**BRIEF:**
Reproduce all of the data exactly.

**SUPPLIED DATA:**
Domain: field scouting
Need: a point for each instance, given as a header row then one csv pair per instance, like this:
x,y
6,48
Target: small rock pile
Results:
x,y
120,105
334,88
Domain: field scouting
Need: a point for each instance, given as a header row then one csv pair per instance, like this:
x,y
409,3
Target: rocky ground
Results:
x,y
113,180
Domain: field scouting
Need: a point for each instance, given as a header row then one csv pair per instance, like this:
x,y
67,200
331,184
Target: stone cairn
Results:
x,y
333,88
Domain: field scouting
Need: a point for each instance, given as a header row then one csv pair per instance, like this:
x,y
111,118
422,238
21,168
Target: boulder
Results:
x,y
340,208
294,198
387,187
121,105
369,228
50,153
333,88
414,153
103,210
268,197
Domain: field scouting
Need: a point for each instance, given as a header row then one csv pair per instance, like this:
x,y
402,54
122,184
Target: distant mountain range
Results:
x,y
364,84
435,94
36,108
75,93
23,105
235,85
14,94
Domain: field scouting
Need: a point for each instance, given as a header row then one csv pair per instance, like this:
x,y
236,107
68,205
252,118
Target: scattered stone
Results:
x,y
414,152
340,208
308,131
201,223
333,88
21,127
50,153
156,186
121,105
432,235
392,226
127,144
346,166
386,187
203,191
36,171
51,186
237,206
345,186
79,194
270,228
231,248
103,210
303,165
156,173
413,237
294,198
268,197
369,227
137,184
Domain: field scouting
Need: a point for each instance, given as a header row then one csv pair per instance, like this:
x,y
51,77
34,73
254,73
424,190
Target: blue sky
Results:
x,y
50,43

**COMPLETED EXERCISE:**
Domain: field scouting
Need: a point for each instance, given as a header row then one csv pair per instance, like this:
x,y
6,48
Target: small rock pile
Results:
x,y
120,105
334,88
Domain: field scouting
Need: a point for each instance, given as a header row then one csv pair per instance, like this:
x,y
409,3
Target: rocky ground
Results:
x,y
113,180
Domain: field scouting
Need: a point for each instance, given as a header row then one csv pair per instance, like this:
x,y
67,200
331,184
Target: stone cairn
Results:
x,y
333,88
Domain: field scouting
Need: a point for each instance, given as a header row then one csv pair per instance, like this:
x,y
111,118
422,238
21,168
Target: boulder
Results:
x,y
340,208
294,198
387,187
121,105
369,228
50,153
333,88
414,153
103,210
268,197
Domain: field scouting
Need: a point for each instance, given as a header row then one csv pair per instance, like this:
x,y
402,54
122,184
Target: distant mountain range
Results:
x,y
364,84
435,94
36,108
75,93
23,105
235,85
14,94
Domain: field scouting
Need: a point for each instance, given as a header row then one csv pair per instance, like this:
x,y
236,107
68,205
252,118
Target: scattered stone
Results:
x,y
414,152
340,208
308,131
201,223
333,88
21,127
50,153
156,186
121,105
432,235
392,226
127,144
346,166
386,187
203,191
36,171
51,186
237,206
345,186
79,194
270,228
231,248
103,210
303,165
156,173
413,237
294,198
268,197
369,227
137,184
Domain: field scouting
Need: a point for each instance, given as a header row then one csv pair per instance, like this:
x,y
51,77
34,73
254,73
424,190
Target: blue sky
Results:
x,y
50,43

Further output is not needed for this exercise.